#### REQUIRED TASK:
Output each entry exactly; skip nothing.

Source records
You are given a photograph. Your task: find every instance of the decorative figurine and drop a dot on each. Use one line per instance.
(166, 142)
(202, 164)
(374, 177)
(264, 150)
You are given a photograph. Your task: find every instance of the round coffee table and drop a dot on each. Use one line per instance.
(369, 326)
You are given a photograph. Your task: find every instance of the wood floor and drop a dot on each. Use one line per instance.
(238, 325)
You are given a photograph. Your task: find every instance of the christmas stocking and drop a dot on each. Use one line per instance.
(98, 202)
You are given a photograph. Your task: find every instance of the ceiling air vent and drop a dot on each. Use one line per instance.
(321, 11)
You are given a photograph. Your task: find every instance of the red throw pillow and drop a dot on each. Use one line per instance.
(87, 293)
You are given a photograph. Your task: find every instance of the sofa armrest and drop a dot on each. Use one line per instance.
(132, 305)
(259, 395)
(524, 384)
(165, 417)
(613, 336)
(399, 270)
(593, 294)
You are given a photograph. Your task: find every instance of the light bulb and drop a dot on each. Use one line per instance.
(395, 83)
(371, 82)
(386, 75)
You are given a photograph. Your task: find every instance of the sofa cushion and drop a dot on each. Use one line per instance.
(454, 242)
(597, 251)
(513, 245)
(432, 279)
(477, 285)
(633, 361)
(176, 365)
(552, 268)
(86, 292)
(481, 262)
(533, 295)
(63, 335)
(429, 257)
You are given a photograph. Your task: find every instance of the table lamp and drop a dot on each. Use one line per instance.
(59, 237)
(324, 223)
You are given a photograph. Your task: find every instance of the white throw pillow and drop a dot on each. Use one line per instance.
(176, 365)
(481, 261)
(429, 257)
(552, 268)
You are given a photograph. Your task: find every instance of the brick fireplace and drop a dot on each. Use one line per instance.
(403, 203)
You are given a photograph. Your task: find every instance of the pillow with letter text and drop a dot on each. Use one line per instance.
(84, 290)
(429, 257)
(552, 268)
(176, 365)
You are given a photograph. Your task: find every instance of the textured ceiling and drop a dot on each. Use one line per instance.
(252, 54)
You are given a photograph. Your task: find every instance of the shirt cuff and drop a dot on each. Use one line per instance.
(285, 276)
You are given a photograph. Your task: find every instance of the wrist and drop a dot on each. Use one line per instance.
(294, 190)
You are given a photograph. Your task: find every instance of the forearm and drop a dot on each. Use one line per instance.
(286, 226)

#### REPLY:
You are given a photograph. Your task: find every instance of the decorative figurine and drop a dot on each. Use one line per instance.
(166, 142)
(202, 164)
(374, 177)
(264, 150)
You are given a photograph. Your task: find every instance of the round coffee table and drop a dot on each. Use one line per instance.
(369, 326)
You are given a photograph. Your task: find every instance of the wood floor and drop a dot on each. Use one line per instance.
(238, 325)
You are given a photograph. Your task: find every instance of the christmas stocking and drop a dot on each. Use one line per instance.
(98, 202)
You are given a photograph. Your task: find every instance of the ceiling air vent and drop a dot on each. Use one line per instance.
(321, 11)
You are given a photograph. Your task: find every instance of the red throw pillow and drop a dot on each. Use one line per instance.
(87, 293)
You are given a photograph. Your task: find every instance of the sofa armrest and drop a dot on each. Use one line per instance.
(132, 305)
(259, 395)
(524, 384)
(165, 417)
(613, 336)
(399, 270)
(593, 294)
You are given a photograph. Your task: find every instance of the light bulb and drop a dot on each. Use one line per instance.
(395, 83)
(371, 82)
(386, 75)
You are given a photograph. Your task: find every instance of the sofa cushion and drop a dot on each. Use one line per instance.
(454, 242)
(597, 251)
(513, 245)
(432, 279)
(477, 285)
(633, 361)
(176, 365)
(552, 268)
(86, 292)
(481, 262)
(533, 295)
(63, 335)
(429, 257)
You are given a photograph. Your task: find every instance of the table lamp and drop a dot on each. Use one line per instance.
(59, 237)
(324, 223)
You are given a photograph. Your task: find every instance of the white throw pillow and drop a dot on each. Use one line per instance.
(176, 365)
(481, 261)
(429, 257)
(552, 268)
You are given a photograph. Your task: find every instance of the brick fireplace and drop a dot on each. Use one line per instance.
(403, 203)
You are given a photograph. Your task: find every instance of the pillow with letter text and drop a dot on each. Use one line per instance.
(84, 290)
(429, 257)
(552, 268)
(176, 365)
You are given a photograph. Your task: find every instance of the textured ceiling and drop a dot on each. Use one line per instance.
(252, 54)
You are given a photograph. Your task: find every instance of the shirt cuff and drop a dot on each. Use one line per instance.
(285, 276)
You are given a photograph. Your task: find every instance of the wrist and drop a dot on each. Use one line per instance.
(294, 190)
You are given a photograph. Your task: find every instance of the forearm and drop a dot on each. Use one line per instance.
(286, 226)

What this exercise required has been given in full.